====== DATA EXTRACT ======
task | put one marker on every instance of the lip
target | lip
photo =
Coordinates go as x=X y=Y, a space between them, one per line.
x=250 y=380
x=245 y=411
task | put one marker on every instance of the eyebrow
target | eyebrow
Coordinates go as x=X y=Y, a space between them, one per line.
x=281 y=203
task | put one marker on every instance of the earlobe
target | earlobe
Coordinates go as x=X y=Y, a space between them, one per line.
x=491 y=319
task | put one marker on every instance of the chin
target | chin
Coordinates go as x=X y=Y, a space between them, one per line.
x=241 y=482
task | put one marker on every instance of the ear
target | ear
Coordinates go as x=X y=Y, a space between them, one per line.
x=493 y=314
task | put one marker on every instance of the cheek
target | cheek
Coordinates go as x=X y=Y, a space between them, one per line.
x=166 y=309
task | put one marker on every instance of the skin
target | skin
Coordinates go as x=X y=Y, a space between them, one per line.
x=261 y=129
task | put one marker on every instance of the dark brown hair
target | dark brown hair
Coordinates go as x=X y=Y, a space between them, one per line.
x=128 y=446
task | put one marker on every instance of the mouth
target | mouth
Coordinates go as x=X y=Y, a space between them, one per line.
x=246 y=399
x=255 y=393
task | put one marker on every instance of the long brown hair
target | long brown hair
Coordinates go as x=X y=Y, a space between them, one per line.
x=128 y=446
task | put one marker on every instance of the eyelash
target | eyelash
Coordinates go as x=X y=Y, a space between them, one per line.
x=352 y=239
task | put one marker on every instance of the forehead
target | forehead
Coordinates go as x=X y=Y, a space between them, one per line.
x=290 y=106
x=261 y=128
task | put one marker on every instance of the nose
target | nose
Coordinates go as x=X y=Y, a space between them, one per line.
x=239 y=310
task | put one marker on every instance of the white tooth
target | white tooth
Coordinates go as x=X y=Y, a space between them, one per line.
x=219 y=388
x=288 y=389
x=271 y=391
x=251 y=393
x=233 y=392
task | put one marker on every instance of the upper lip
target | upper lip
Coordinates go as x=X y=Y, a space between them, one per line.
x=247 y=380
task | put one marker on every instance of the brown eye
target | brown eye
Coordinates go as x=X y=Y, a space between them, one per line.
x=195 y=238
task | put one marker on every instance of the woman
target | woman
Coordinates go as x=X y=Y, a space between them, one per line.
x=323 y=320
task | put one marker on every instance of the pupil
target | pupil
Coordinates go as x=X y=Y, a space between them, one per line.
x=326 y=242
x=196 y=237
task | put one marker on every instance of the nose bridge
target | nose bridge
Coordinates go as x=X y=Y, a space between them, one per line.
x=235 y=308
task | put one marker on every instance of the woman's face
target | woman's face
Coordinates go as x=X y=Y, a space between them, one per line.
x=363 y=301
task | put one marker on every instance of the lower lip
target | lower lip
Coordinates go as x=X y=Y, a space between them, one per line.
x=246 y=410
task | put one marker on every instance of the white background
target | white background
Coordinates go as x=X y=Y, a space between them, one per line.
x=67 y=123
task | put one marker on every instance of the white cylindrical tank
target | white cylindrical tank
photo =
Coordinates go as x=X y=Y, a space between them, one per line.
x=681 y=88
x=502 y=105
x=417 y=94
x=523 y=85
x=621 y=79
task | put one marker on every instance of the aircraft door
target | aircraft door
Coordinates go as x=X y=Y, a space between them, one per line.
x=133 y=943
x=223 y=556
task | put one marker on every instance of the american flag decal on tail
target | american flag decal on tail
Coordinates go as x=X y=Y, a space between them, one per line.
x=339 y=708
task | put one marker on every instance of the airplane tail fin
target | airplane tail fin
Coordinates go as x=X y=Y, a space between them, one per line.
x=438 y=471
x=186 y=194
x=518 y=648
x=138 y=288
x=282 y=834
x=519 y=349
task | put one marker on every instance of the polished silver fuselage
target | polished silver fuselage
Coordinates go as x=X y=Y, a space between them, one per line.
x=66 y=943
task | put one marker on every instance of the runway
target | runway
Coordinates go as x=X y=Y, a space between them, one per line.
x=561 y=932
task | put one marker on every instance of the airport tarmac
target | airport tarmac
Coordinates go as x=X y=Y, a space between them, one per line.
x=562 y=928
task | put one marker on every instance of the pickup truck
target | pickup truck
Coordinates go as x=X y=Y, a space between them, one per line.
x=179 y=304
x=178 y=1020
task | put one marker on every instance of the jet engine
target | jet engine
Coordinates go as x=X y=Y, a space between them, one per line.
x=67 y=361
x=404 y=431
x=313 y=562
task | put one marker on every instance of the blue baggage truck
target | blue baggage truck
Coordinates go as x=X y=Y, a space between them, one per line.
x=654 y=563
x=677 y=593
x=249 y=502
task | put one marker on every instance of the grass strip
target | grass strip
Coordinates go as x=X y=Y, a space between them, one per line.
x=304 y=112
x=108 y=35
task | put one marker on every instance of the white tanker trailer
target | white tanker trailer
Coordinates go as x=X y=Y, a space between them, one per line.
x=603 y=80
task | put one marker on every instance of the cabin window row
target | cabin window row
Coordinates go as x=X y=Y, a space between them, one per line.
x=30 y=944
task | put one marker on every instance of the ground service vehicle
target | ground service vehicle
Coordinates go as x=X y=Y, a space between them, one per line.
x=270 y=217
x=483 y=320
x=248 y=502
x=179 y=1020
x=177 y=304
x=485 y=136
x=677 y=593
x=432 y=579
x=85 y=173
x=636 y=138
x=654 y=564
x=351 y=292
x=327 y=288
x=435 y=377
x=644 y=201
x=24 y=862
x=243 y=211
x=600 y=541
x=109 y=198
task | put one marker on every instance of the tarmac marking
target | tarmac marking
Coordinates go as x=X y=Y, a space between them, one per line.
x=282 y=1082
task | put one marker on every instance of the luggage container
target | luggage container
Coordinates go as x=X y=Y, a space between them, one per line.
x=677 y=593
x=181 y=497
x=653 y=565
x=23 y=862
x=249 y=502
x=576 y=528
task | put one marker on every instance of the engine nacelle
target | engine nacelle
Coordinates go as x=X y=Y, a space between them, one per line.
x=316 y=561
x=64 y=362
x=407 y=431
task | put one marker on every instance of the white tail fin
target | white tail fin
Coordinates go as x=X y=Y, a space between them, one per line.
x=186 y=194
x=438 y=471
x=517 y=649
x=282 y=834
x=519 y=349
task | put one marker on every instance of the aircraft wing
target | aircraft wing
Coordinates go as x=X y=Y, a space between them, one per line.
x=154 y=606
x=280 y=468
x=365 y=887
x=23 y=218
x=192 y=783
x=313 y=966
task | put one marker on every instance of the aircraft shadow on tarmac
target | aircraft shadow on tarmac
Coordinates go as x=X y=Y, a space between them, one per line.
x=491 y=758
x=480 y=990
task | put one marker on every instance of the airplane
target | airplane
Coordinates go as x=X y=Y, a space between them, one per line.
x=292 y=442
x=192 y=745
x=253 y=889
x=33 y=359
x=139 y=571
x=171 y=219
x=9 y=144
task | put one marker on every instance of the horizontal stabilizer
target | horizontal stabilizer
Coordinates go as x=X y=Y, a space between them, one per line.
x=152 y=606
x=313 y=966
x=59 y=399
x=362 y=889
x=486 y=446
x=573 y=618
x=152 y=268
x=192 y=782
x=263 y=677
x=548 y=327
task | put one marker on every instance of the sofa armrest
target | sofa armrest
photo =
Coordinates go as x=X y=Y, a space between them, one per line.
======
## TASK TO COMPLETE
Copy every row above word for word, leaving nothing out and changing nothing.

## SOLUTION TO THE EXERCISE
task | put one marker on every instance of the lip
target | lip
photo =
Coordinates go as x=X y=Y, a space between them, one per line.
x=250 y=380
x=245 y=411
task | put one marker on every instance of the eyebrow
target | eyebrow
Coordinates go as x=X y=Y, a space between them, one per line.
x=281 y=203
task | put one marker on every instance of the earlobe
target | earlobe
Coordinates go as x=X y=Y, a space between them, one per line.
x=491 y=319
task | put one marker on every instance of the chin
target | chin
Coordinates go as x=X y=Y, a space between them, one per line.
x=241 y=482
task | put one marker on every instance of the ear
target | ear
Coordinates go as x=X y=Y, a space between them, one per line.
x=493 y=314
task | put one marker on every instance of the cheek
target | cheek
Coordinates go as x=X y=Y, a space between them, one per line.
x=166 y=309
task | put one marker on every instance of the skin
target | skin
Coordinates go as x=X y=Y, a space between them, one per line.
x=261 y=129
task | put one marker on every instance of the dark brown hair
target | dark brown hair
Coordinates go as x=X y=Y, a space between them, one per line.
x=128 y=446
task | put one marker on every instance of the mouth
target | mouth
Coordinates go as x=X y=Y, a space between them, one per line.
x=246 y=399
x=255 y=393
task | put one marker on every instance of the long brown hair
target | long brown hair
Coordinates go as x=X y=Y, a space between them, one per line.
x=128 y=446
task | put one marker on every instance of the eyelash
target | eyelash
Coordinates go as x=X y=Y, a space between them, one per line.
x=352 y=239
task | put one marker on every instance of the forehead
target | forehead
Coordinates go as x=X y=Y, a space between them, one per line.
x=290 y=106
x=261 y=128
task | put one marker on every instance of the nose
target | nose
Coordinates go as x=X y=Y, a space between them, one per line.
x=239 y=310
task | put one marker on every instance of the white tooth
target | white tooth
Coordinates go as x=X y=Y, a space between them, one per line.
x=219 y=388
x=288 y=389
x=271 y=391
x=251 y=393
x=233 y=392
task | put one marker on every instance of the upper lip
target | upper lip
Coordinates go as x=X y=Y, a space between them, one per line.
x=247 y=380
task | put one marker on every instance of the brown eye
target | brown eye
Coordinates go as x=X y=Y, a space between them, one per line.
x=195 y=238
task | put one marker on every instance of the woman
target | woman
Coordinates go as x=X y=Y, a space between them, one per line.
x=323 y=320
task | put one marker on every instance of the pupil
target | pupil
Coordinates go as x=X y=Y, a space between them, one per line.
x=326 y=242
x=196 y=237
task | put one marker on every instance of the nose bridge
target | nose bridge
Coordinates go as x=X y=Y, a space between them, one per line.
x=235 y=308
task | put one marker on every instance of the woman's face
target | woman's face
Coordinates go as x=X y=Y, a space between them, one per line.
x=363 y=301
task | put one marker on every instance of the lower lip
target | lower lip
Coordinates go as x=X y=Y, a space between them, one per line.
x=246 y=410
task | put one marker on every instance of the white background
target | white background
Coordinates go as x=X y=Y, a space between them, one per line.
x=67 y=123
task | put one marker on every instance of the white cylindrical tank
target | white cylindrical tank
photo =
Coordinates go as x=X y=Y, a space between them, one per line.
x=681 y=88
x=502 y=105
x=417 y=94
x=523 y=85
x=621 y=79
task | put one marker on every instance of the aircraft door
target | aircraft door
Coordinates go as x=X y=Y, a space between them, one per line.
x=133 y=943
x=223 y=556
task | put one marker on every instance of the american flag decal on tail
target | american flag decal on tail
Coordinates go as x=X y=Y, a space between them, one per line.
x=339 y=708
task | put one marker on every instance of the airplane tail fin
target | airplane tail fin
Coordinates go as x=X y=Y, a space between them, one per line.
x=438 y=471
x=186 y=194
x=518 y=648
x=138 y=288
x=282 y=834
x=519 y=349
task | put one marker on every instance of the polished silver fuselage
target | polished silver fuselage
Coordinates go as x=X y=Y, a space between them, one per line.
x=66 y=943
task | put one marker on every instance of the runway
target | runway
Coordinates go as x=X y=Y, a space between them, one per line.
x=561 y=932
task | put one marker on every instance of the airport tarmac
target | airport tarmac
Coordinates go as x=X y=Y, a space between them, one per line.
x=562 y=928
task | put one marker on every instance of the pickup truck
target | pickup truck
Coordinates go as x=X y=Y, a space between them, one per line.
x=179 y=304
x=178 y=1020
task | put one marker on every instance of the jet engine
target | jet engine
Coordinates go as x=X y=Y, a space between them, one per line.
x=67 y=361
x=404 y=431
x=313 y=562
task | put one marker on every instance of the blue baggage truck
target | blue baggage truck
Coordinates go as x=X y=Y, a space between them, one per line.
x=654 y=563
x=677 y=593
x=249 y=502
task | put one marker on every instance of the grass strip
target | grass strip
Coordinates go as x=X y=Y, a space between them, one per line.
x=304 y=112
x=108 y=35
task | put one marker on every instance of the white tanker trailer
target | white tanker trailer
Coordinates go as x=X y=Y, a space between them, one per line.
x=603 y=80
task | put one marker on every instance of the cabin window row
target | cabin window row
Coordinates go as x=X y=Y, a space between them, one per line.
x=30 y=944
task | put one marker on every instance of the ground service vehicle
target | ground service vehicle
Coordinates go as x=X y=Y, a space between them, one per line.
x=270 y=217
x=483 y=320
x=248 y=502
x=179 y=1020
x=177 y=304
x=485 y=136
x=677 y=593
x=432 y=579
x=85 y=173
x=636 y=138
x=654 y=564
x=351 y=292
x=327 y=288
x=435 y=377
x=644 y=201
x=24 y=862
x=243 y=211
x=600 y=541
x=109 y=198
task | put one marker on every instance of the tarmac marking
target | tarmac marking
Coordinates go as x=X y=Y, a space between them, one per line.
x=282 y=1082
task | put one marker on every instance of the luggage container
target | luggage container
Coordinates go as x=X y=Y, a space between them, one per line.
x=677 y=593
x=181 y=497
x=653 y=565
x=23 y=862
x=249 y=502
x=576 y=528
task | put one marker on every instance of the engine nacelle
target | engine nacelle
Coordinates go as x=X y=Y, a space between them, one per line.
x=316 y=561
x=64 y=362
x=407 y=431
task | put one marker on every instance of the white tail fin
target | white tail fin
Coordinates go as x=X y=Y, a space between them, one per line.
x=186 y=194
x=438 y=471
x=517 y=649
x=282 y=834
x=519 y=349
task | put one marker on every instance of the aircraft wing
target | aircraft wing
Coordinates go as x=X y=Y, a space between them, one per line.
x=154 y=606
x=280 y=468
x=365 y=887
x=23 y=218
x=192 y=783
x=313 y=966
task | put one marker on every instance of the aircraft shadow on tarmac
target | aircraft shadow on tarmac
Coordinates go as x=X y=Y, a space between them, one per line.
x=491 y=758
x=480 y=990
task | put one marker on every instance of the airplane
target | airplane
Coordinates go as x=X y=Y, a space between them, one per line.
x=292 y=442
x=192 y=745
x=253 y=889
x=33 y=359
x=139 y=571
x=171 y=219
x=9 y=144
task | put one marker on every instance of the horizontal stabilizer
target | horizontal stabilizer
Coordinates go as x=X y=Y, a space between them, one per line.
x=152 y=606
x=313 y=966
x=59 y=399
x=362 y=889
x=486 y=446
x=573 y=618
x=152 y=268
x=192 y=782
x=263 y=677
x=548 y=327
task | put one marker on every instance of the sofa armrest
target | sofa armrest
photo =
Coordinates go as x=X y=Y, a space between them, one per line.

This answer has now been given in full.